• **What this task involves**: Reproduce the records below verbatim, starting with the line that contains "Warehouse picking: mark the walkway" and continuing through the last line of the records.

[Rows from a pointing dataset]
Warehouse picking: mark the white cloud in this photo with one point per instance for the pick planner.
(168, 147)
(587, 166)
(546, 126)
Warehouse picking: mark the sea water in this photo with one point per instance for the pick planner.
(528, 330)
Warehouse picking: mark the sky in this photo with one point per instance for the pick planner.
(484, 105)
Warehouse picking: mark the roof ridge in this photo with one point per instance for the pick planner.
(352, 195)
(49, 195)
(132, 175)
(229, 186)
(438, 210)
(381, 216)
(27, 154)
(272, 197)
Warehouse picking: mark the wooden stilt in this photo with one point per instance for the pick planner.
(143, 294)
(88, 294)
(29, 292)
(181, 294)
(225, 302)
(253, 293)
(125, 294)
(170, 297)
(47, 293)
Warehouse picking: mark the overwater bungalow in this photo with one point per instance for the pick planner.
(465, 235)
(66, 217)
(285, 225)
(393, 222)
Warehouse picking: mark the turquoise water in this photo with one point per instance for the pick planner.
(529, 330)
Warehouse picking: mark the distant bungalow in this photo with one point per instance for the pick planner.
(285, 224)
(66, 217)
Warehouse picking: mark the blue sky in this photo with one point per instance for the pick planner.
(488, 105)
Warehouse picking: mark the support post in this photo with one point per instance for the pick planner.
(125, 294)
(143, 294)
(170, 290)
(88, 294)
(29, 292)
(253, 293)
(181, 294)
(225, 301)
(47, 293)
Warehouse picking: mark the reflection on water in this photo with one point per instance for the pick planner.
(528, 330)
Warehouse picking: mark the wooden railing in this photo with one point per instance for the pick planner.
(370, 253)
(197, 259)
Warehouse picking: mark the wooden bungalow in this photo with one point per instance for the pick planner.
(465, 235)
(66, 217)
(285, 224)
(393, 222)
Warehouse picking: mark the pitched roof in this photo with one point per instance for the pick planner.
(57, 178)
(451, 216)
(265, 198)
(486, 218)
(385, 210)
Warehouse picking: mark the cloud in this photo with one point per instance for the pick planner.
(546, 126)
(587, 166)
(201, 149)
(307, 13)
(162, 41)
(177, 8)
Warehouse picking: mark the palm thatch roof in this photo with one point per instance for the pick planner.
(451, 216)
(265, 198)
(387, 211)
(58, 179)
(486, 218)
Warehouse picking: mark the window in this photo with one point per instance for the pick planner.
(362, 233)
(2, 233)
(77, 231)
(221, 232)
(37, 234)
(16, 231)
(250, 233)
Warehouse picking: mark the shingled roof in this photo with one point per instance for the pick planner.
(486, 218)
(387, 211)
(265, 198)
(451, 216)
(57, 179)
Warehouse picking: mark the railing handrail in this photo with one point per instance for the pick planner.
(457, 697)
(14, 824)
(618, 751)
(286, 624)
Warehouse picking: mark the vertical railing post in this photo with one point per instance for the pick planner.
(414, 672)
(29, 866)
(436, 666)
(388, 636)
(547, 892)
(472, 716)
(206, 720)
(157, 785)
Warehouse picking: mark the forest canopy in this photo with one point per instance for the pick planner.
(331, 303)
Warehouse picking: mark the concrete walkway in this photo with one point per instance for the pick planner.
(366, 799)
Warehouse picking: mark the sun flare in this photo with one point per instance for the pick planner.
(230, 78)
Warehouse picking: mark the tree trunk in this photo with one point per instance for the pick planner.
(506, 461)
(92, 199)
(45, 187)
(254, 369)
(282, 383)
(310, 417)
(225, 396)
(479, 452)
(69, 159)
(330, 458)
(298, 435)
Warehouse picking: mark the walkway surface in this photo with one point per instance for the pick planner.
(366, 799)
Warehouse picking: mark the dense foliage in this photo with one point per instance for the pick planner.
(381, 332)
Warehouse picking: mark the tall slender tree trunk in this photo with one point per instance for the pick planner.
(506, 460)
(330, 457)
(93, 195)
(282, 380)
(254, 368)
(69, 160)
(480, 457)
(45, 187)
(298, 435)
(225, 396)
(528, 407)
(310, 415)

• **Answer to this task**:
Warehouse picking: mark the walkway surface in this photo with one point per instance for the pick planner.
(366, 799)
Warehouse picking: mark the dense foliage in this photo with one point per instance for the pick planner.
(381, 332)
Warehouse picking: mark the tall slender tree trunk in this photo with one point per instance for the pick planner.
(506, 460)
(330, 457)
(93, 195)
(282, 380)
(254, 368)
(69, 160)
(480, 457)
(45, 187)
(298, 435)
(225, 396)
(528, 407)
(310, 415)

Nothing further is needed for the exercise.